(SOURCE MATERIAL Opens)

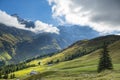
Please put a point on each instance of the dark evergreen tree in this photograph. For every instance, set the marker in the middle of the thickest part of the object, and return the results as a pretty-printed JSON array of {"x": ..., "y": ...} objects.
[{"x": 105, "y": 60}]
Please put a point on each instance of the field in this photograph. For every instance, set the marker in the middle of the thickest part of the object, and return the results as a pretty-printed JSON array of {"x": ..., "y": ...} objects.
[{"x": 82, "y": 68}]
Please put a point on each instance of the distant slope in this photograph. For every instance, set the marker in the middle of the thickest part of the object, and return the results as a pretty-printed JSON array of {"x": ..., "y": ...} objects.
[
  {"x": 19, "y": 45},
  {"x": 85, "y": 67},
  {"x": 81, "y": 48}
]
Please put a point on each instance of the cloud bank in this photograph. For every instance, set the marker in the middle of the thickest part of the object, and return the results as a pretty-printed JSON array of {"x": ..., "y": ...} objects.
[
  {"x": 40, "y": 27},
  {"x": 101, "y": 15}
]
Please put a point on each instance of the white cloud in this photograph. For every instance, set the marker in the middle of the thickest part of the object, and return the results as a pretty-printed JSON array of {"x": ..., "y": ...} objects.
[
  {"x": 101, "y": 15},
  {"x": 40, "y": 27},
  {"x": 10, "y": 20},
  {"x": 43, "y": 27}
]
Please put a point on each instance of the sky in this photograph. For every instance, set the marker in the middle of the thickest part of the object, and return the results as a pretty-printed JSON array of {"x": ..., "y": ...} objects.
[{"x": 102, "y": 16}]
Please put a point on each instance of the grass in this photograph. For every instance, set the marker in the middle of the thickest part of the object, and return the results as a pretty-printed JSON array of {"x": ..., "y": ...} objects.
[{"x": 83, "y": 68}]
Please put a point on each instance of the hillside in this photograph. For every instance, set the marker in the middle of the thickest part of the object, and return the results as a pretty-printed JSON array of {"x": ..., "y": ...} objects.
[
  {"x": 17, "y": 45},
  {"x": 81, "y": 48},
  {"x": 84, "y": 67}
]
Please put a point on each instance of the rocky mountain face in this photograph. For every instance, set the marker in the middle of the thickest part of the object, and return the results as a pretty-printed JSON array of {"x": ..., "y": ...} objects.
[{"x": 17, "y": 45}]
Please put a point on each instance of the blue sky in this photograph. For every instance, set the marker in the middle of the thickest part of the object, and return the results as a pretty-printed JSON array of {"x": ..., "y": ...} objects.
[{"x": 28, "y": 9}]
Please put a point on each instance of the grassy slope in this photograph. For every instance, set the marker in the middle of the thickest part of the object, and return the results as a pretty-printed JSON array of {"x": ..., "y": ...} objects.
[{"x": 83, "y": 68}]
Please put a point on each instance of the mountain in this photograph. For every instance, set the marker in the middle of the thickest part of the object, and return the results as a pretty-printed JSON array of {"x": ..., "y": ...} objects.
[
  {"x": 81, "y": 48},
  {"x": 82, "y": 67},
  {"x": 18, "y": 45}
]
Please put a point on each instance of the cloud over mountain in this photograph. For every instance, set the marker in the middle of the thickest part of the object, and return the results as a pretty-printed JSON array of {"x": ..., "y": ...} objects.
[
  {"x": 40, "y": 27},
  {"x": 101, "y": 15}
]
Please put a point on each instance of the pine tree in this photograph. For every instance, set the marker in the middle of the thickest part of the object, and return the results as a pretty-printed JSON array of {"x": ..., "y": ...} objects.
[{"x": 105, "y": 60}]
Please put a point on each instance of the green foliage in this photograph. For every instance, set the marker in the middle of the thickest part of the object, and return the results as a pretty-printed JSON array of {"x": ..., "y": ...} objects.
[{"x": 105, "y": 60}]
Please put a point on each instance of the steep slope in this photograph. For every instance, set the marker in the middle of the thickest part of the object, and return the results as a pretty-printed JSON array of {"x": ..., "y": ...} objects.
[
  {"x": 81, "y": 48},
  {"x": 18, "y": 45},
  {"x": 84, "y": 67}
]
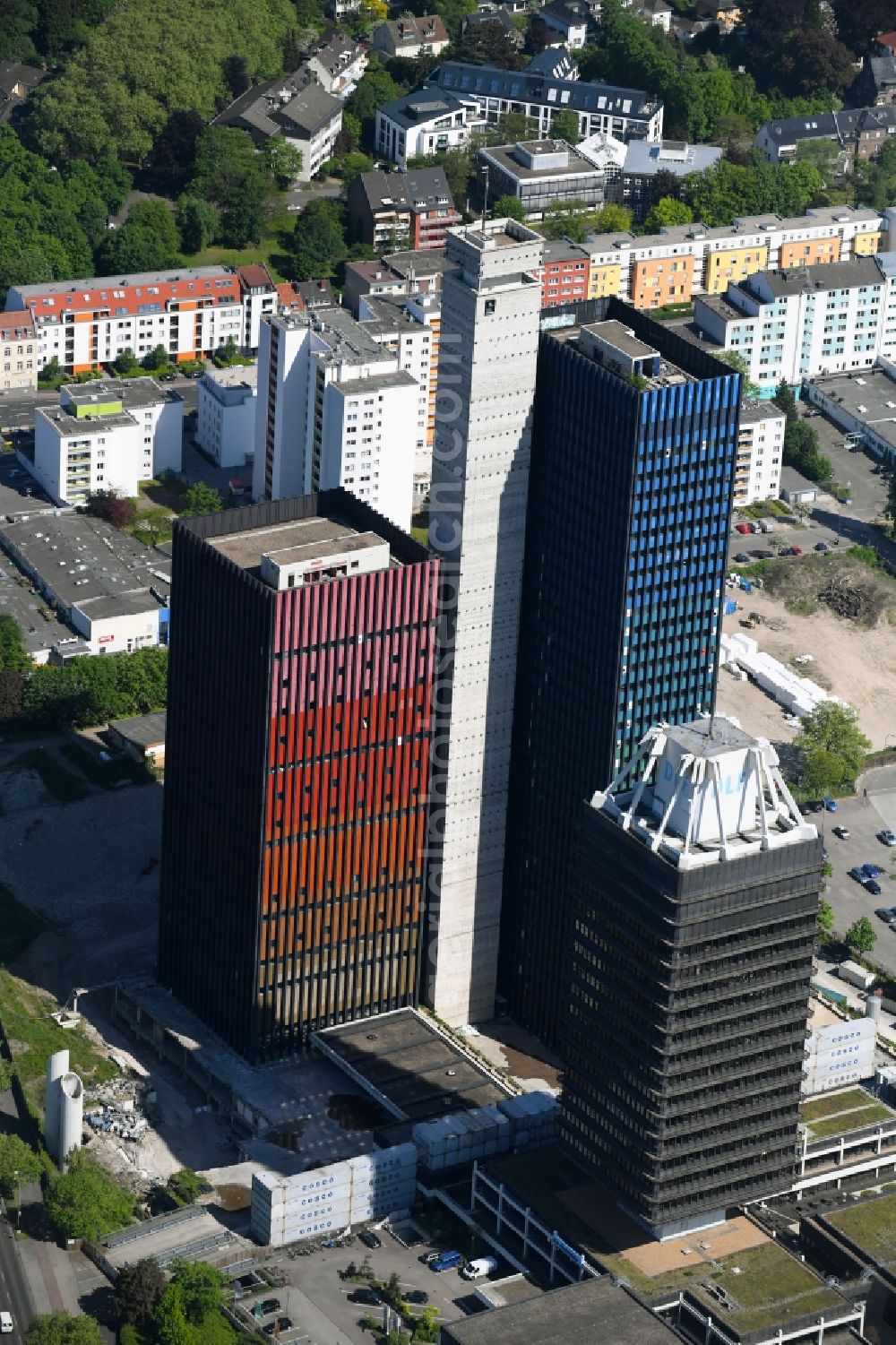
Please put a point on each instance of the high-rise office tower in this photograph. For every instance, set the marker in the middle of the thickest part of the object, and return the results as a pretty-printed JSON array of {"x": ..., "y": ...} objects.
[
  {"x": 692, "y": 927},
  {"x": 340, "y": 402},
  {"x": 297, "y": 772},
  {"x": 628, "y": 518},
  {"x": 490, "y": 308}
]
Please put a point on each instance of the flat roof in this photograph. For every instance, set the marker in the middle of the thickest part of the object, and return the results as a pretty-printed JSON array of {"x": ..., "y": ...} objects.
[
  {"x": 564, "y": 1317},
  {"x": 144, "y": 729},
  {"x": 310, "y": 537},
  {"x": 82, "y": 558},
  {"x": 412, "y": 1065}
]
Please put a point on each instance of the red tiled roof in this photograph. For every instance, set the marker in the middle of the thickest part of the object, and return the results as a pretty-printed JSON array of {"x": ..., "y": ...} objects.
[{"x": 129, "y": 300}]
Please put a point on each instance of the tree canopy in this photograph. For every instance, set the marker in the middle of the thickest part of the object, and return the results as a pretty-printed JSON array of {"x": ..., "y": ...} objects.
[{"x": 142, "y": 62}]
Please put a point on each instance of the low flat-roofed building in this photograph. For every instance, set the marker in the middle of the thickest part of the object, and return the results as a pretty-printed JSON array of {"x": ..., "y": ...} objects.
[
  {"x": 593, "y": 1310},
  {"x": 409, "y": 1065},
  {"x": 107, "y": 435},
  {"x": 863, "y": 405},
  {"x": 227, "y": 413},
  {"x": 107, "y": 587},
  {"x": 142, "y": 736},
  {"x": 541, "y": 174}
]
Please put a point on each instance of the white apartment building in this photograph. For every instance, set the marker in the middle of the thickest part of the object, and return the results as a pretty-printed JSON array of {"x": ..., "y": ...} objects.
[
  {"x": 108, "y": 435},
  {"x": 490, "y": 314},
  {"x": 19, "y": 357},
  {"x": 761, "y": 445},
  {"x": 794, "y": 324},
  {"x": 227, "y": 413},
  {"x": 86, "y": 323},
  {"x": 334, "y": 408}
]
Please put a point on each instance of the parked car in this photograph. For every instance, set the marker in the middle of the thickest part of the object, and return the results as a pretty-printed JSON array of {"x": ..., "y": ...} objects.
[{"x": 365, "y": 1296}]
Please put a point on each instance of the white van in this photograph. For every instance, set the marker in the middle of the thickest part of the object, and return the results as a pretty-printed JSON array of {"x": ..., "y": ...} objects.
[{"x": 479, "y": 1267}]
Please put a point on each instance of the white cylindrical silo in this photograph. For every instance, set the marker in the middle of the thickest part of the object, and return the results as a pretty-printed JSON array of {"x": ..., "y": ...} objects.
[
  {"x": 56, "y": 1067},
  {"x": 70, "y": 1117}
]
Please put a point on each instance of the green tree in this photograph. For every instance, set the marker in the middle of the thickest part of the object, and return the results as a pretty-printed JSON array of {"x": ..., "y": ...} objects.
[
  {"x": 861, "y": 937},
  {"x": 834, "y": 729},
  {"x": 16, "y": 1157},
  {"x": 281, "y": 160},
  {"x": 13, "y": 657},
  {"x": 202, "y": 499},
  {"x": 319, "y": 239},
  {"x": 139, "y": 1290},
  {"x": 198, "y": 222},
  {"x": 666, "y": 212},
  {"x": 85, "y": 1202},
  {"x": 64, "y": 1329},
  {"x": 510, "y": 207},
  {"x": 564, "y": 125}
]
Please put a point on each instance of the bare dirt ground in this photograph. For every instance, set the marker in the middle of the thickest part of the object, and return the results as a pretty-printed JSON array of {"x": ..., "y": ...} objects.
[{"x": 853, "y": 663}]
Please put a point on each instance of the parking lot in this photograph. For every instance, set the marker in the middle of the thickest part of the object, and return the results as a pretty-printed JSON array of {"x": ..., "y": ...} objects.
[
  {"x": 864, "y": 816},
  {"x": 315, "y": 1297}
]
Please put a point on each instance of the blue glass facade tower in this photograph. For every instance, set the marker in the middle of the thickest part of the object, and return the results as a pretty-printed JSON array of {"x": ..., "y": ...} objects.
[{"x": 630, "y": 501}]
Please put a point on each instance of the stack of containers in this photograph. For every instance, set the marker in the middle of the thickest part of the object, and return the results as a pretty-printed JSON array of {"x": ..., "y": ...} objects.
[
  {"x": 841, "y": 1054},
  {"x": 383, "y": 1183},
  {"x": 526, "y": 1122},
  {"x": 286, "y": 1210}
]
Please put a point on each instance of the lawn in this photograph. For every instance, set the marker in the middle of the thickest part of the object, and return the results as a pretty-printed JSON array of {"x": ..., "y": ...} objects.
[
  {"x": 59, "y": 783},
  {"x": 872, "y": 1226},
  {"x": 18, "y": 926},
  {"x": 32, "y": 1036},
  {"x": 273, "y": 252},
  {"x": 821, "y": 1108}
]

(SOURCE MATERIAL Closes)
(SOURCE MATERIAL Opens)

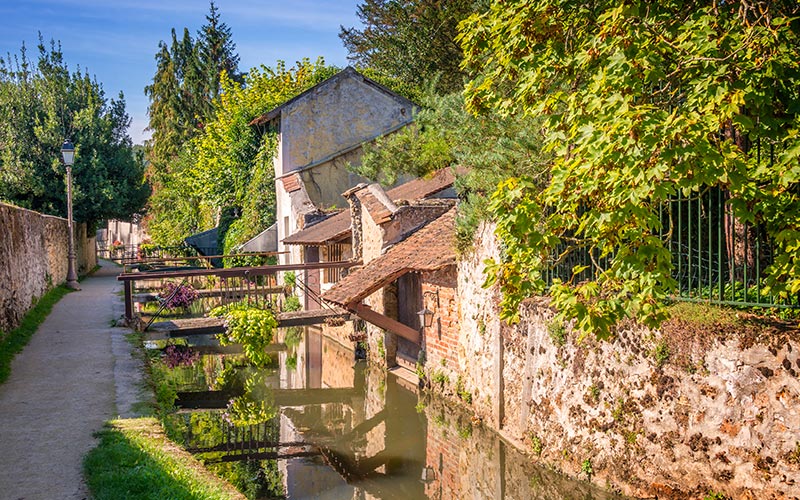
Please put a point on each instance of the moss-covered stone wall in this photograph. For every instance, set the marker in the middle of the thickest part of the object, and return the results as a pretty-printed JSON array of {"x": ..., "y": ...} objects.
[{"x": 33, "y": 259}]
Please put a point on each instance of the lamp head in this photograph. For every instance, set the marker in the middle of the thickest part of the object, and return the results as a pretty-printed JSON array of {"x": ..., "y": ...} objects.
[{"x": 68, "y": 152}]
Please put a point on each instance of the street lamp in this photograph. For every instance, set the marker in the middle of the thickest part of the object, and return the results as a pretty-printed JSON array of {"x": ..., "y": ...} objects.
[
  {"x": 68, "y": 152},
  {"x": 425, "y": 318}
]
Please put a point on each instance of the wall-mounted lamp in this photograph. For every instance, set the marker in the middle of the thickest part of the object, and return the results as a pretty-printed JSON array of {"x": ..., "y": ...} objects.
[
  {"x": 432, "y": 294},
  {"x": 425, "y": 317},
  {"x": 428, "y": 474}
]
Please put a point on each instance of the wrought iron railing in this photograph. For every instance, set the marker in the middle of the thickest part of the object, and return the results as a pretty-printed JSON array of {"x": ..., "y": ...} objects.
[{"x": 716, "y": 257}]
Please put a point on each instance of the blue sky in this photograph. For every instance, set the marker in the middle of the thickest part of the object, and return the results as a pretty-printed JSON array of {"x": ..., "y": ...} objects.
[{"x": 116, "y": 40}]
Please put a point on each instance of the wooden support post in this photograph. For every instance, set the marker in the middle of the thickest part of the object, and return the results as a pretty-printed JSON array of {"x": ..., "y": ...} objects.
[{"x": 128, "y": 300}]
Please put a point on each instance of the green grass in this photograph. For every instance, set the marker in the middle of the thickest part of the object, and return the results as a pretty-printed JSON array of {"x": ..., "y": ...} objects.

(SOURCE MATERIAL Closes)

> _REQUIRED WORK_
Restate word for word only the lines above from the line containing "Please put a point on each instance of the wooden" to the line containing "Please put a point on each instance of the green grass", both of them included.

> _RESPONSE_
Please put a point on each instance of the wooden support post in this photograph. For every instance, set the marker in the middle of the thickest part of the object, and return the results as a pretty-printed JSON array of {"x": ..., "y": ...} objects.
[{"x": 128, "y": 300}]
Please put a point on each instance of the green grass in this photograph. For every instance, set the marker in the middle of the thickest part of the object, and return the results as a pretty-printed JSON array of {"x": ..., "y": ...} objects.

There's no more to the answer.